Document:
· · ·

Address
- 25 Corporate Park Drive Hopewell Junction, New York, 12533 United States

District information
- Type: Public
- Grades: K–12
- NCES District ID: 3629880

Students and staff
- Students: 10,436
- Teachers: 732.07
- Staff: 960.91
- Student–teacher ratio: 14.26

Other information
- Website: www.wappingersschools.org

= Wappingers Central School District =

School district in New York, United States

Wappingers Central School District (WCSD) is a school district headquartered in the town of East Fishkill, New York, on Corporate Park Drive.

==History==
On November 30, 1937, in the southern portion of Dutchess County, New York, there was a meeting held to determine the consolidation of area school districts. The district was created after a September 1938 vote within all or portions of several communities in Dutchess and Putnam counties, including Wappinger, East Fishkill, Fishkill Town, and Poughkeepsie Town in Dutchess County and Kent and Philipstown in Putnam County, approved the establishment of the WCSD. Upon opening the district had attained 11 schools. In the 1950s the East Fishkill Number 6, Gayhead, Old Hopewell, Shenendoah, and Stormville school districts were consolidated into the Wappingers district.

· · ·

Tasks to perform:
A. Answer these questions from the Wappingers Central School District text above, one line each:
(i) What is the district's student–teacher ratio?
(ii) In which town is the district headquartered?
(iii) On what date was the meeting on consolidating area school districts held?
B. Pick up the history of the Wappingers Central School District above after its last sentence and continue it.

· · ·

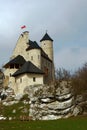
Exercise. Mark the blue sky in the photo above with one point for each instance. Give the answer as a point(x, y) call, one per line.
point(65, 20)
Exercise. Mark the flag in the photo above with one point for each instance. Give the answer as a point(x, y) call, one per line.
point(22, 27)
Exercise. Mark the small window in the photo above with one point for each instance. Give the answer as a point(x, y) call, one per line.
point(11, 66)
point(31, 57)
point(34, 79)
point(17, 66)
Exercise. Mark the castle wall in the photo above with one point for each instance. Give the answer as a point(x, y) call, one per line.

· · ·

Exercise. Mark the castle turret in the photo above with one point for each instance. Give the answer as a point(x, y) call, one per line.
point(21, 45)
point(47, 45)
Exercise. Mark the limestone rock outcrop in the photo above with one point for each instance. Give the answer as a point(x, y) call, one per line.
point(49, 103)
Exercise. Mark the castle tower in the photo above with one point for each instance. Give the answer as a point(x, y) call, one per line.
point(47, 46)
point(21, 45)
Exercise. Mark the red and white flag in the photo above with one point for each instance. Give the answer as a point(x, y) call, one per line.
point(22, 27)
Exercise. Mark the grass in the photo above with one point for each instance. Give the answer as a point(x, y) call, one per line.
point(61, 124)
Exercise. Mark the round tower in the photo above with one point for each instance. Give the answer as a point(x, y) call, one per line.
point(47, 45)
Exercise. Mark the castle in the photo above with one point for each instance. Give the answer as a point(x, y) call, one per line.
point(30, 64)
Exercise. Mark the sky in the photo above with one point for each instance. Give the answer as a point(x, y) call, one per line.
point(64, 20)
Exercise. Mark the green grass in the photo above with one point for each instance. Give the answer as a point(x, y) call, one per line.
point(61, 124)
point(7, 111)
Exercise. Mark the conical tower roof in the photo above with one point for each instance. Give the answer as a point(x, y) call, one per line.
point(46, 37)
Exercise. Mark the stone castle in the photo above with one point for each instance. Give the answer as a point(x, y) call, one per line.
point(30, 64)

· · ·

Task-by-task answers:
A.
(i) 14.26
(ii) East Fishkill, New York
(iii) November 30, 1937

B.
==District boundary==
Most of the district is in Dutchess County. Towns in the school district include Fishkill, Poughkeepsie, and Wappinger. Villages in the school district include East Fishkill, Fishkill, and Wappingers Falls. Census-designated places (hamlets) in the district include Brinckerhoff, Hillside Lake, Hopewell Junction, Merritt Park, Myers Corner, New Hackensack, New Hamburg, and portions of Crown Heights, Red Oaks Mill, and Spackenkill.

The district extends into Putnam County, with sections in Kent and Philipstown.

==Schools==
===High schools===
- Roy C. Ketcham High School (Wappinger)
- John Jay High School (Hopewell Junction)

===Junior high schools===
- Van Wyck Junior High School (East Fishkill)
- Wappingers Junior High School (Wappinger)

===Elementary schools===
- Brinckerhoff (Fishkill)
- James S. Evans (Wappinger)
- Fishkill (Fishkill)
- Fishkill Plains (East Fishkill)
- Gayhead (Hopewell Junction)
- Kinry Road Elementary School (Poughkeepsie)
- Myers Corners Elementary School (Wappinger)
- Oak Grove Elementary School (Poughkeepsie)
- Sheafe Road Elementary School (Poughkeepsie)
- Vassar Road Elementary School (Poughkeepsie)

===Alternative schools===
- Orchard View Alternative High School (Hopewell Junction)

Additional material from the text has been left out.